**Supplied material**:
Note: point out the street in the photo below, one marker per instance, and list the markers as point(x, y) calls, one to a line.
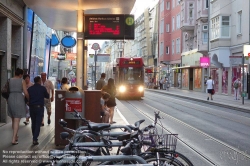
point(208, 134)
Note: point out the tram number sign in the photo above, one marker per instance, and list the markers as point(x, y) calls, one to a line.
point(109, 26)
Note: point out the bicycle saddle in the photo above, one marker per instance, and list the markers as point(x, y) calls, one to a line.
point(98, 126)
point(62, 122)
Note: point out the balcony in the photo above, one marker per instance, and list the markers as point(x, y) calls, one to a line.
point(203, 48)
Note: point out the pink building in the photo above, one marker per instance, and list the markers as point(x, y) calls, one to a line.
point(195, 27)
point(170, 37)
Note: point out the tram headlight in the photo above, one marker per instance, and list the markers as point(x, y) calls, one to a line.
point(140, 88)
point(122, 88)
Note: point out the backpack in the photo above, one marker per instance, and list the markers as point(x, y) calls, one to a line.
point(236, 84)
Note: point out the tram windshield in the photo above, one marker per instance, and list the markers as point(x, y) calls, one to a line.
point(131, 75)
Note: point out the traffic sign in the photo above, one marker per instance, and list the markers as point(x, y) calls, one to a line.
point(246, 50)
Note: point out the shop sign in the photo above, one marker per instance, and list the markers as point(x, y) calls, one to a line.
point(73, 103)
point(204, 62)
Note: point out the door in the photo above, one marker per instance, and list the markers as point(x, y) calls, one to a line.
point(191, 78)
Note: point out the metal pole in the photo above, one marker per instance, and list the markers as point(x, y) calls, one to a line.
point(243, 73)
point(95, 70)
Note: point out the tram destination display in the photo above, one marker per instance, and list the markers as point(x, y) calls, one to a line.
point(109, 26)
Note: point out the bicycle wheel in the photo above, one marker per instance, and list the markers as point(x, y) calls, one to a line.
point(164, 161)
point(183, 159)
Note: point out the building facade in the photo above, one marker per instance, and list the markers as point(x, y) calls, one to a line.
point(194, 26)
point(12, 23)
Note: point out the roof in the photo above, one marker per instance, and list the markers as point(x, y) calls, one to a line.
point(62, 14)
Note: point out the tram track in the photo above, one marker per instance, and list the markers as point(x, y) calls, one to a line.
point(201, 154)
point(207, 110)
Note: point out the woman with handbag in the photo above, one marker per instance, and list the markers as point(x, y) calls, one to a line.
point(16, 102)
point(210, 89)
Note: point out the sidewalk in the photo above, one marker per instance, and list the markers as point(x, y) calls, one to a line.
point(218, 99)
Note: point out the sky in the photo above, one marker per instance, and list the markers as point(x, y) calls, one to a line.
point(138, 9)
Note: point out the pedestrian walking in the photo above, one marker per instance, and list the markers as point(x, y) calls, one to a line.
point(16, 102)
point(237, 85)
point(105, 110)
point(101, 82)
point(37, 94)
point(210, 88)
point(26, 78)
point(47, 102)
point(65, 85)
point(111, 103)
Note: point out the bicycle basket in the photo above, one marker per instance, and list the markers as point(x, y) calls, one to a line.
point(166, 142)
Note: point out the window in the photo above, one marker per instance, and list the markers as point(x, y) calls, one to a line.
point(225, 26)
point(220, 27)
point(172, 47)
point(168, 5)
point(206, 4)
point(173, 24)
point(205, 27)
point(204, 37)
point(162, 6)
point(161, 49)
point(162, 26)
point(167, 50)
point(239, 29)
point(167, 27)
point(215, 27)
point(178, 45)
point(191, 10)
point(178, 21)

...

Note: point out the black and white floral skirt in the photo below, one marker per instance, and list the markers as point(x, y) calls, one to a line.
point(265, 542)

**Directions for this task**:
Convert the lines between the one containing "Note: point out the building" and the one containing "point(138, 9)", inclusive, into a Markdown table with the columns Row and Line. Number the rows and leave out any blank lines.

**Exercise answer**:
| Row | Line |
|---|---|
| 1 | Note: point out the building facade in the photo above, one marker per instance, and list the markers as point(x, y) calls, one to a line. |
| 2 | point(194, 26) |
| 3 | point(12, 23) |
| 4 | Note: point out the roof in the photo above, one marker per instance, and list the markers as point(x, y) calls, one to a line. |
| 5 | point(62, 14) |
| 6 | Note: point out the tram track in the photo above, one marker per instance, and list the markers as point(x, y) calls, one to a line. |
| 7 | point(201, 154) |
| 8 | point(207, 110) |
| 9 | Note: point out the woman with handbag in the photo above, one marker per instance, and list the markers as point(x, y) calls, one to a line. |
| 10 | point(16, 102) |
| 11 | point(210, 89) |
| 12 | Note: point out the sidewalk in the photo above, one marker per instance, and list the markers as point(x, y) calls, one to a line. |
| 13 | point(218, 99) |
| 14 | Note: point out the sky in the photo above, one marker per instance, and list the markers as point(x, y) calls, one to a line. |
| 15 | point(138, 9) |